Count the lines in the listing below that contain the string "building", and reply with only that number.

++++ RAW DATA ++++

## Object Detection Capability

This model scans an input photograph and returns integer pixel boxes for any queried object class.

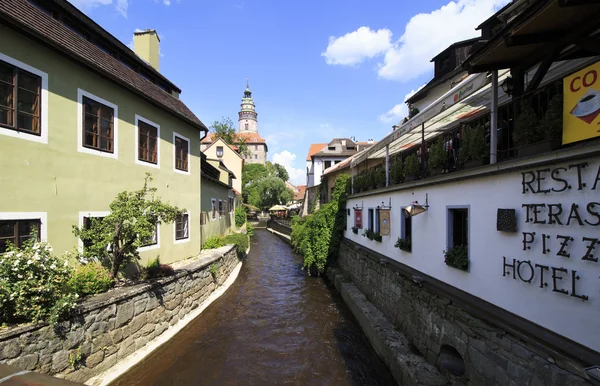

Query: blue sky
[71,0,507,184]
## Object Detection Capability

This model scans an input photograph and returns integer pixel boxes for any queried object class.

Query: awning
[350,70,496,168]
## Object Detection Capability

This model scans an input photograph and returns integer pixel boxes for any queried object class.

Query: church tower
[238,79,269,165]
[238,79,258,133]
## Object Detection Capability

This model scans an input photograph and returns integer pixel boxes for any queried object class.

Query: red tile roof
[0,0,208,131]
[306,143,327,161]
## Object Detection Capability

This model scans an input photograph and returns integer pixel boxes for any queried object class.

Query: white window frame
[77,88,118,159]
[0,212,48,241]
[134,114,161,169]
[77,210,110,253]
[138,220,160,252]
[173,212,192,244]
[0,53,48,144]
[173,131,192,176]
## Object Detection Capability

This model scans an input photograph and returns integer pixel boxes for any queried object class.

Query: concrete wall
[345,149,600,352]
[0,25,200,264]
[0,246,239,382]
[337,241,591,386]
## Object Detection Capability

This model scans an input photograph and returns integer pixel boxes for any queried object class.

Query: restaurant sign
[562,62,600,145]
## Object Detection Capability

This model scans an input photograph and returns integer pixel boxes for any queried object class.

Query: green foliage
[210,118,250,155]
[69,262,114,296]
[144,256,175,279]
[234,206,246,228]
[291,175,350,275]
[404,154,421,177]
[428,136,448,171]
[246,176,294,208]
[246,223,254,237]
[208,263,219,280]
[458,125,489,163]
[444,245,469,271]
[513,99,544,146]
[223,233,249,259]
[202,236,225,249]
[390,160,404,184]
[73,173,185,278]
[0,235,79,325]
[394,237,412,252]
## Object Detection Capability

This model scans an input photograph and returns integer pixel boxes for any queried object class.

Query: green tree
[73,173,185,278]
[210,117,250,155]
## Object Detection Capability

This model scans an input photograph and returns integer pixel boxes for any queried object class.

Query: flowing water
[113,230,395,386]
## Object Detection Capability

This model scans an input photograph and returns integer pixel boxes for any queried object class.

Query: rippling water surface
[114,230,395,385]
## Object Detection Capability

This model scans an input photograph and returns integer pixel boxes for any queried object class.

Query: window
[173,133,190,174]
[142,221,158,247]
[400,209,412,252]
[82,216,104,251]
[136,116,160,165]
[0,60,42,136]
[0,219,41,253]
[448,208,469,248]
[175,213,190,240]
[82,96,115,153]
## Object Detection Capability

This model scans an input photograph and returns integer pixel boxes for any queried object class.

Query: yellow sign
[379,209,390,236]
[563,62,600,145]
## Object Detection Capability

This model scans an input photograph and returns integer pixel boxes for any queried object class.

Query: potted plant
[444,245,469,271]
[404,154,421,181]
[394,237,412,252]
[427,137,448,176]
[390,160,404,184]
[458,125,489,169]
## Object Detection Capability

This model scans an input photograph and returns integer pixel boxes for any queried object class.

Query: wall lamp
[404,193,429,217]
[500,76,515,95]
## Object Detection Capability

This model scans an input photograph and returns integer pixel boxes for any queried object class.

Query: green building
[0,0,208,263]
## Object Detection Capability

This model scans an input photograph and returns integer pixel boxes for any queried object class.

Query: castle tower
[238,79,258,133]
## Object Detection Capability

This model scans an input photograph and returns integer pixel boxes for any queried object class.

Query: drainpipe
[490,70,498,164]
[385,145,390,188]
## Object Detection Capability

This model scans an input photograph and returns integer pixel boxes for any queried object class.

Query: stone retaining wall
[0,246,244,382]
[337,241,591,386]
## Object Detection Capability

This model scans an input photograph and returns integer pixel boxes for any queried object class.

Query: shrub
[69,262,113,296]
[0,238,79,324]
[202,236,225,249]
[246,223,254,237]
[291,175,350,275]
[235,206,246,228]
[444,245,469,271]
[144,256,175,279]
[223,233,249,258]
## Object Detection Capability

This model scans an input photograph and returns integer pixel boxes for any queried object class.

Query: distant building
[306,138,375,188]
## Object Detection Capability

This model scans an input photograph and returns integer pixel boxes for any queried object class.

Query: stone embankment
[0,246,240,383]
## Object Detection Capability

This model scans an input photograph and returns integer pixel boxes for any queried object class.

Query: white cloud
[379,85,425,123]
[322,0,509,82]
[273,150,306,185]
[71,0,129,18]
[321,27,392,66]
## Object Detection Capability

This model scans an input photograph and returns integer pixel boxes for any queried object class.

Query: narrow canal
[113,230,395,385]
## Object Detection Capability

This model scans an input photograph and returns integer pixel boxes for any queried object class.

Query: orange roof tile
[306,143,327,161]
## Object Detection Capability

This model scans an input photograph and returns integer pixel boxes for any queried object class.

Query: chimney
[133,29,160,71]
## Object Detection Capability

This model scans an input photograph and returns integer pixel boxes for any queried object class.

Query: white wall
[345,157,600,351]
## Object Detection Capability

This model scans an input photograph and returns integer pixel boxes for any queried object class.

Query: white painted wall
[345,157,600,351]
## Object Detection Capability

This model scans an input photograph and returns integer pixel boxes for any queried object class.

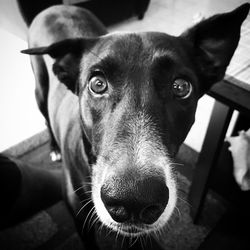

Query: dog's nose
[101,177,169,224]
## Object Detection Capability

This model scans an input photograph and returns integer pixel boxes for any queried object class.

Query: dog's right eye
[89,75,108,95]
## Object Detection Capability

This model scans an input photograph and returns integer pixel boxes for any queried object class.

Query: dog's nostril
[107,206,130,222]
[101,177,169,224]
[139,205,164,224]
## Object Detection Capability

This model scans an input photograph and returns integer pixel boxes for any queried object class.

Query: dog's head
[22,4,249,235]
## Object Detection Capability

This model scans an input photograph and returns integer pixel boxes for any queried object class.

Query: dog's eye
[89,75,108,95]
[172,79,192,99]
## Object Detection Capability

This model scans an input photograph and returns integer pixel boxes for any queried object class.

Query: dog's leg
[0,154,62,230]
[31,56,61,161]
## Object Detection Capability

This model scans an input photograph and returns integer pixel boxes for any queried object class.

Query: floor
[0,0,246,152]
[0,131,224,250]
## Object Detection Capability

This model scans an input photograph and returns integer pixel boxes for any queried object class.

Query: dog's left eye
[172,79,192,99]
[89,76,108,95]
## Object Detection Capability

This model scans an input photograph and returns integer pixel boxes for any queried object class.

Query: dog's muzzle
[101,176,169,225]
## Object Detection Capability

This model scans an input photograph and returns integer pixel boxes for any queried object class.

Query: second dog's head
[23,4,249,235]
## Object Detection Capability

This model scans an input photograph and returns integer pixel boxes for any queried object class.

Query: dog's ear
[181,3,250,94]
[21,38,89,94]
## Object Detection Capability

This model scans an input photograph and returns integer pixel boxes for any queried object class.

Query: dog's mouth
[92,156,177,237]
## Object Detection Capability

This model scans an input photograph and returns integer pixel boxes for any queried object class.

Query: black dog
[23,4,249,249]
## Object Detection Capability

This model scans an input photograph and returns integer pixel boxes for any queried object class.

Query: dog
[22,3,250,249]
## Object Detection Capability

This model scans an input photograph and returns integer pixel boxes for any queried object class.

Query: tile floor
[0,0,246,151]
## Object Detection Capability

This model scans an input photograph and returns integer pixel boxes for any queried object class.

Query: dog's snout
[101,177,169,224]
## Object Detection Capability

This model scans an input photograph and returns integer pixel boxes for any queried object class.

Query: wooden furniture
[189,15,250,222]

++++

EXERCISE RESPONSE:
2